**PROBLEM REQUIREMENTS**
Rewrite each of the rows below with "Format example" swapped for "Sample output", changing nothing else.

**THE RECORDS**
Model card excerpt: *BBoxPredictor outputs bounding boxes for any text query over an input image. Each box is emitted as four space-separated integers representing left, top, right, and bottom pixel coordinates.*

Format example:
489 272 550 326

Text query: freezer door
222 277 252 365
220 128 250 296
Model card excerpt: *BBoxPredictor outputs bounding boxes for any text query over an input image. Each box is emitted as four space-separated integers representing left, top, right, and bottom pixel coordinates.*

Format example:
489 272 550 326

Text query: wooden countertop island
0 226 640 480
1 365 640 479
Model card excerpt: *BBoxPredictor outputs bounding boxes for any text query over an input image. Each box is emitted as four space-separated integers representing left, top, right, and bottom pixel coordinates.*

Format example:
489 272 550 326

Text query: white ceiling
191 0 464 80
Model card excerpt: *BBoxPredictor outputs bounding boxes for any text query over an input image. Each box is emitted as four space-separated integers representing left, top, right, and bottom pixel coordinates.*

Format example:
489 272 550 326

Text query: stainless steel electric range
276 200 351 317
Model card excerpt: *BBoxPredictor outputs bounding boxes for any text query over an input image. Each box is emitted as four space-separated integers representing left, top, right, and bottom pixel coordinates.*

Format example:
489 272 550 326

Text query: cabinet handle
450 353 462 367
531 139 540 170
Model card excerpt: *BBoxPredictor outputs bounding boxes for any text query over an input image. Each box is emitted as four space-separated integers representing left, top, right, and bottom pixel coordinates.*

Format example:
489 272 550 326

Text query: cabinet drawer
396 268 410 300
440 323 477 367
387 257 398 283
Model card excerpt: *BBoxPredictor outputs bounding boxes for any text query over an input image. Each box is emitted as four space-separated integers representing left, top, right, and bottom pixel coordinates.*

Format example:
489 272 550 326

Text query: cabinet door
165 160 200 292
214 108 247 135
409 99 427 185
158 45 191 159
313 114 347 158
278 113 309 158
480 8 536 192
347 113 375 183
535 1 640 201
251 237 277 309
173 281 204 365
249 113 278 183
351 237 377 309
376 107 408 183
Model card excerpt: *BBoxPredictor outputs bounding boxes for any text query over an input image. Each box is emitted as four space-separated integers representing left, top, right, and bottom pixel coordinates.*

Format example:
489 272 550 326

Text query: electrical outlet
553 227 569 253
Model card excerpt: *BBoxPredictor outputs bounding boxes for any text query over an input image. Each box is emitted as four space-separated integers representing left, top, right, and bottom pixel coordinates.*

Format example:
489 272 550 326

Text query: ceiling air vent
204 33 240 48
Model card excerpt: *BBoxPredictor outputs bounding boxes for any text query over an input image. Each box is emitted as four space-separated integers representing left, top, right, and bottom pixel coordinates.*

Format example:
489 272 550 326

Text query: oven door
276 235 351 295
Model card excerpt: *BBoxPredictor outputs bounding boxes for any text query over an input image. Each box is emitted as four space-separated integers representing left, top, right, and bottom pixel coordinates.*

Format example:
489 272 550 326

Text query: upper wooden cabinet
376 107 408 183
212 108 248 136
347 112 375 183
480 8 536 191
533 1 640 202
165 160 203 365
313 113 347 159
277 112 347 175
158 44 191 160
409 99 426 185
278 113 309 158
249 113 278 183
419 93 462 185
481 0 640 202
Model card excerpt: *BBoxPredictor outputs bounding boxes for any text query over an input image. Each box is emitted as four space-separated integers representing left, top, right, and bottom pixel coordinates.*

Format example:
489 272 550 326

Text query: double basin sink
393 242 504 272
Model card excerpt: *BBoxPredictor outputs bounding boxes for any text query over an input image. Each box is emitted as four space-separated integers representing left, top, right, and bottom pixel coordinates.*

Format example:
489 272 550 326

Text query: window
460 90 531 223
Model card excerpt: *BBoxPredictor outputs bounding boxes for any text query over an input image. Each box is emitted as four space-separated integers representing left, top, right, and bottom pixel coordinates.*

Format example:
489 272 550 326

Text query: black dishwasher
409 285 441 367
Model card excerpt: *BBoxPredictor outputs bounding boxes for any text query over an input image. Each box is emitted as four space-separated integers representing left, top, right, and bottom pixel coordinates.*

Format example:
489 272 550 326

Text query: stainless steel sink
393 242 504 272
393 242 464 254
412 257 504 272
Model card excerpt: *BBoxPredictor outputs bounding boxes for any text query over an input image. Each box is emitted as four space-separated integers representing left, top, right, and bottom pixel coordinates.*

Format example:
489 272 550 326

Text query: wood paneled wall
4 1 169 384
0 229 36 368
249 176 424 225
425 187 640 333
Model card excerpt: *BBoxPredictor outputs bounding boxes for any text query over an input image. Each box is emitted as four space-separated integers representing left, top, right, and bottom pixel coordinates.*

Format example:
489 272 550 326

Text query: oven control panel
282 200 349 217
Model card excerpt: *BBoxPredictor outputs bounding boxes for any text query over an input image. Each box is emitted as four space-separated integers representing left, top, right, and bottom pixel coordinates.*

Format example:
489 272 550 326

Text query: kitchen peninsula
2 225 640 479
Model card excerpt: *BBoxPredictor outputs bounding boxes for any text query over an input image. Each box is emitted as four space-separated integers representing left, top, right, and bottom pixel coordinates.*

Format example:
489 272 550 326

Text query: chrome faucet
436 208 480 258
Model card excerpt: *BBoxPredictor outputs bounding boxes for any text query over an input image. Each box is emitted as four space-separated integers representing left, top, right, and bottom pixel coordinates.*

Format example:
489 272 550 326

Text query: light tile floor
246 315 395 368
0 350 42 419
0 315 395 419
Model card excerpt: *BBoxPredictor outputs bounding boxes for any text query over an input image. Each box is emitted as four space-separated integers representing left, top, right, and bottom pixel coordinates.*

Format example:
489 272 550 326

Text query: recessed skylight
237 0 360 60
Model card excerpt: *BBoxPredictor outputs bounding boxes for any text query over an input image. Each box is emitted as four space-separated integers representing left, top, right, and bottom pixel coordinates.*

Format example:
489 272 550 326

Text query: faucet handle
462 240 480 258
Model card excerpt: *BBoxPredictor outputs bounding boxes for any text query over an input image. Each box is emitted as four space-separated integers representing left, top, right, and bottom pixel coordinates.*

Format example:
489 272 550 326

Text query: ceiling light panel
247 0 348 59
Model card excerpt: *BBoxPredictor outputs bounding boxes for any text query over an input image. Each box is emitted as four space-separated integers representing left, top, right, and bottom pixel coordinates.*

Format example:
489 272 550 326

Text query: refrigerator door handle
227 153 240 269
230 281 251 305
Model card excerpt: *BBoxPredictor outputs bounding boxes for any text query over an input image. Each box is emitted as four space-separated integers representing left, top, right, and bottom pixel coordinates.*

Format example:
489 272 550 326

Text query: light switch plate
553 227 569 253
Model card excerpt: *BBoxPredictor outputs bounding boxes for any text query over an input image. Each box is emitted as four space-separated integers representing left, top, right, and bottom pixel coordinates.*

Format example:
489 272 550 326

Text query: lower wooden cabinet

**RESPONSE TO THE EXERCISE**
Model card excerpt: *BBoxPredictor outputs bounding boxes for any text query over an input image. Each box is emitted as four space-separated integers representing left, top, right, and bottom pixel coordinates.*

Sample output:
489 272 550 326

Text query: freezer door
222 277 252 365
220 128 250 296
Model card excerpt: *BBoxPredictor outputs bounding boxes for any text query over an input image. Each box is emitted as four space-separated integers representing left, top, right, and bottom pixel coordinates.*

Sample output:
489 272 550 326

Text query: wooden countertop island
0 226 640 480
1 365 640 479
Model card excerpt: *BBoxPredictor outputs bounding boxes for any text query over an input image. Each box is emitted as four space-separated integers representing left, top, right, and bottom pixel coordinates.*

Sample output:
489 272 550 326

Text query: white ceiling
191 0 464 80
Model card excerpt: *BBoxPredictor outputs bounding boxes for any text query over an input image. Each box is emitted as four space-separated integers representing left, top, right, and bottom pixel coordinates.*

Sample output:
489 272 550 326

Text query: stainless steel electric range
276 200 351 317
Model card excerpt: *BBoxPredictor outputs bounding boxes for any text query over an input image. Each box is emitted as four space-separated integers representing left, top, right, and bottom pixel coordinates.*

Sample output:
489 272 550 326

Text query: cabinet handle
450 353 462 367
531 139 540 170
Model card excerpt: *BBoxPredictor outputs bounding boxes for any text query over an input image. Each box is emitted as four space-separated integers representing left, top, right, and bottom pixel coordinates.*

Sample output:
489 272 550 326

Text query: cabinet drawer
396 268 410 300
440 323 477 367
387 257 398 283
Model card excerpt: *BBoxPredictor outputs bounding boxes for any text query over an input image. Each box is emitted as four space-separated integers representing left, top, right, and bottom pixel coordinates.*

Sample output:
489 272 550 326

Text query: cabinet door
165 160 200 292
214 108 247 135
409 99 427 185
158 45 191 159
313 114 347 158
278 113 309 158
480 8 536 192
347 113 375 183
535 1 640 201
251 237 277 309
173 281 204 365
249 113 278 183
351 237 377 309
376 107 408 183
Model card excerpt: *BBoxPredictor outputs bounding boxes for any text query over an input image. Each box is emitted as four space-separated integers representing left, top, right, and bottom pixel coordinates.*

Sample output:
489 272 550 326

Text query: electrical outlet
553 227 569 253
Model card excerpt: *BBoxPredictor outputs bounding boxes for any text query over an input image. Each box is emitted as four space-separated integers representing left, top, right, and bottom pixel coordinates.*

Sample output:
489 272 550 326

Text query: ceiling air vent
204 33 240 48
Model card excerpt: *BBoxPredictor outputs bounding boxes for any text query over an input image. Each box is emitted as four space-separated integers representing left, top, right, and bottom pixel coordinates.*

Sample output:
489 272 550 326

Text query: oven door
276 235 351 295
Model card excerpt: *BBoxPredictor outputs bounding boxes for any text query over an input image. Each box is emitted as four space-separated integers representing left, top, right, and bottom pixel coordinates.*

Sample output:
489 272 550 326

Text query: upper wooden cabinet
376 107 408 183
212 108 248 136
347 112 375 183
480 8 536 191
533 1 640 202
165 160 203 365
313 113 347 159
277 112 347 175
158 44 191 160
409 99 426 185
278 113 309 158
249 113 278 183
419 93 462 185
481 0 640 202
Model card excerpt: *BBoxPredictor outputs bounding boxes for any text query over an input image. Each box is emitted as four space-separated integers representing left, top, right, and bottom pixel coordinates.*

Sample output:
489 272 550 326

Text query: double basin sink
393 242 504 272
Model card excerpt: *BBoxPredictor outputs bounding boxes for any text query over an input image. Each box is emitted as four space-separated integers representing left, top, right, and bottom pixel coordinates.*

Sample output:
489 272 550 326

Text query: window
460 90 531 223
Model card excerpt: *BBoxPredictor outputs bounding boxes for any text query over an input image. Each box is emitted as four space-separated integers representing left, top, right, and bottom pixel coordinates.*

Sample output:
489 272 550 326

Text query: black dishwasher
409 285 441 367
Model card excerpt: *BBoxPredictor outputs bounding boxes for any text query over an input image. Each box is emitted as four space-separated integers representing left, top, right, and bottom pixel coordinates.*

Sample output:
489 272 550 326

Text query: stainless steel sink
393 242 504 272
393 242 464 254
412 257 504 272
Model card excerpt: *BBoxPredictor outputs bounding boxes for any text query over an input image. Each box is emitted as four space-separated integers representing left, top, right, and bottom pixel coordinates.*

Sample output:
489 272 550 326

Text query: wood paneled wall
4 1 169 384
0 229 36 368
249 176 424 225
425 187 640 333
Model card excerpt: *BBoxPredictor outputs bounding boxes for any text query over an input image. Each box is emitted as four space-separated integers representing left, top, right, and bottom pixel coordinates.*

Sample output:
489 272 550 326

Text query: oven control panel
282 200 349 217
Model card excerpt: *BBoxPredictor outputs bounding boxes for any text query over an input image. Each box is emitted as four space-separated integers representing left, top, right, and bottom pixel coordinates.*

Sample output:
489 272 550 326

Text query: kitchen peninsula
2 225 640 479
Model card excerpt: *BBoxPredictor outputs bounding boxes for any text query over an input image. Each box is emitted as four space-separated integers representing left, top, right, and bottom pixel coordinates.*

Sample output:
489 272 550 326

Text query: chrome faucet
436 208 480 258
Model card excerpt: *BBoxPredictor outputs bounding boxes for any text query over an input image. Each box is emitted as four space-separated integers representing left, top, right, and bottom pixel coordinates.*

Sample output:
489 272 550 326

Text query: light tile floor
246 315 395 368
0 350 42 419
0 315 395 419
Model card excerpt: *BBoxPredictor outputs bounding boxes for any text query over an input image. Each box is emitted as four space-separated integers representing left, top, right, and bottom pixel coordinates.*

Sample output:
489 272 550 326

Text query: recessed skylight
237 0 360 60
Model card excerpt: *BBoxPredictor outputs bounding boxes for any text query over an input image. Each box is emitted as four space-separated integers representing left, top, right, and bottom pixel coordinates.*

Sample output:
489 272 550 326

Text query: faucet handle
462 240 480 258
Model card excerpt: *BBoxPredictor outputs bounding boxes for any text query over an input image. Each box is emitted as four space-separated integers representing left, top, right, and bottom pixel coordinates.*

Sample output:
489 272 550 326

Text query: ceiling light panel
247 0 348 59
Model card excerpt: *BBoxPredictor outputs bounding boxes for any text query over an input image. Each box is emitted as four space-separated integers representing left, top, right, and bottom pixel coordinates.*

Sample output:
489 272 550 326

Text query: refrigerator door handle
227 153 240 269
230 281 251 305
Model card excerpt: *BBoxPredictor outputs bounding boxes for any text query over an input image. Each box is emitted as four space-separated integers representing left, top, right, and bottom pixel coordinates.*

Sample output:
489 272 550 326

Text query: light switch plate
553 227 569 253
Model card excerpt: *BBoxPredictor outputs bounding boxes for any text query over an input image. Each box is emitted as four space-separated integers representing left, top, right, and bottom pixel coordinates.*

Sample output:
489 272 550 326

Text query: lower wooden cabinet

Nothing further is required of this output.